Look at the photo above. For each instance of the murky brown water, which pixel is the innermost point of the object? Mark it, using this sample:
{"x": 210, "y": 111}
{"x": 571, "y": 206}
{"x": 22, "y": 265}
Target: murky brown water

TASK DIRECTIONS » Recopy the entries above exactly, with every line included.

WRITTEN ANSWER »
Look at the photo above. For each instance of the murky brown water, which pixel is the innermost point of the object? Mark it, using this sample:
{"x": 210, "y": 111}
{"x": 571, "y": 206}
{"x": 22, "y": 265}
Target: murky brown water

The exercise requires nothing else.